(原文抜粋):
==*==

現在は帝王切開など一部のみ保険対象で、いわゆる正常分娩は対象外になっています。
保険の対象になれば妊婦側が負担する金額は3割になります。
保険適用になれば出産にかかる費用が透明化するとの期待もあります。
現在は健康保険などの加入者が出産すれば現金を支給する「出産育児一時金」があります。
政府は一時金を段階的に引き上げてきましたが、病院側もこれに応じる形で出産費用を上げており、「いたちごっこ」の様相を呈していました。
メモ
・出産育児一時金制度とは、出産に関する費用負担の軽減のために、公的医療保険(健康保険、共済など)から出産時に一定の金額が支給される制度です。2023年4月から1児につき50万円が支給されます。
・公的医療保険の被保険者または被扶養者で、妊娠4カ月以上で出産をした方が対象です。
正常分娩費用の全国平均は約48万円
厚労省によると、2022年度時点の正常分娩費用の全国平均は約48万円(個室の差額ベッド代など除く)と、10年間で16%上昇しています。
出産を公的医療保険の対象にすれば、保険点数で調整することが可能になります。
出産費用の保険適用実現に向けて、課題は沢山あります。
一つは、既存の公的医療保険制度との整合性です。
そもそも医療保険は病気やけがが対象であるため、正常分娩まで対象にすると、保険の考え方にはそぐわなくなります。
保険適用になっても個人の負担が増えない
注目されているのが費用負担を巡る議論です。
政府は出産育児一時金を2023年4月に8万円増額し50万円としました。
保険適用になれば一時金は廃止される可能性が高いです。

==*==

(作業課題 1):
出産費用の保険適用に関する文章を読み、次の問いに答えなさい。
(a) 出産が保険の対象になった場合、妊婦側が負担する金額は何割か。
(b) 2023年4月から、出産育児一時金は1児につきいくら支給されるか。
(c) 厚労省によると、2022年度時点の正常分娩費用の全国平均はいくらか。
(作業課題 2): 出産費用の保険適用に関する文章を、最後の文の後から書き広げなさい。

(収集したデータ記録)
==*==

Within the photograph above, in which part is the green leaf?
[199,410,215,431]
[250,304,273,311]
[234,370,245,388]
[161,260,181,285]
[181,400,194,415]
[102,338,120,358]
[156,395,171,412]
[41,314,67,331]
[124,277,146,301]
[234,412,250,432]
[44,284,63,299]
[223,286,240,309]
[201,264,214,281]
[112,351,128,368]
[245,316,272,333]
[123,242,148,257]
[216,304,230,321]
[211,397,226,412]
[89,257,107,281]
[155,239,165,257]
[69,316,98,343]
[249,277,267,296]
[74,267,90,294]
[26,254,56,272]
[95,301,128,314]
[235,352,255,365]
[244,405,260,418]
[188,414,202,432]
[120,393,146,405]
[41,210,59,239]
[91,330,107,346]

==*==

(課題の解答 1):
(a) 3割
(b) 50万円
(c) 約48万円(個室の差額ベッド代などを除く)

(課題の解答 2):
2022年度の正常分娩費用は平均で約48万円なので、保険適用のもと3割負担だと14万円強かかることになります。
これでは負担が増えてしまいます。
岸田文雄首相は出産費用の保険適用を巡って2023年に「平均的な費用を全てまかなえるよう、基本的な考え方は踏襲していく」と述べ、保険適用になっても個人の負担が増えないようにする考えを示しています。
自己負担を抑制する仕組みや、保険適用するサービスの対象範囲を詰める必要があります。
出産費用の保険適用について、日本医師会などは慎重姿勢
出産費用の保険適用について、日本医師会などは慎重姿勢を示しています。
公的医療保険の仕組みに従って全国一律の診療報酬を設定すれば、それを上回る費用の病院は撤退する恐れがあり、かえって妊婦の不利益となるからです。
保険適用で地域医療に悪い影響が出ないのか、十分に検討したうえで議論する必要がありそうです。
出産費用にとどまらず、妊産婦を支える仕組みづくりも重要です。
検討会では妊婦健診や母乳外来への支援策も議論の対象となっています。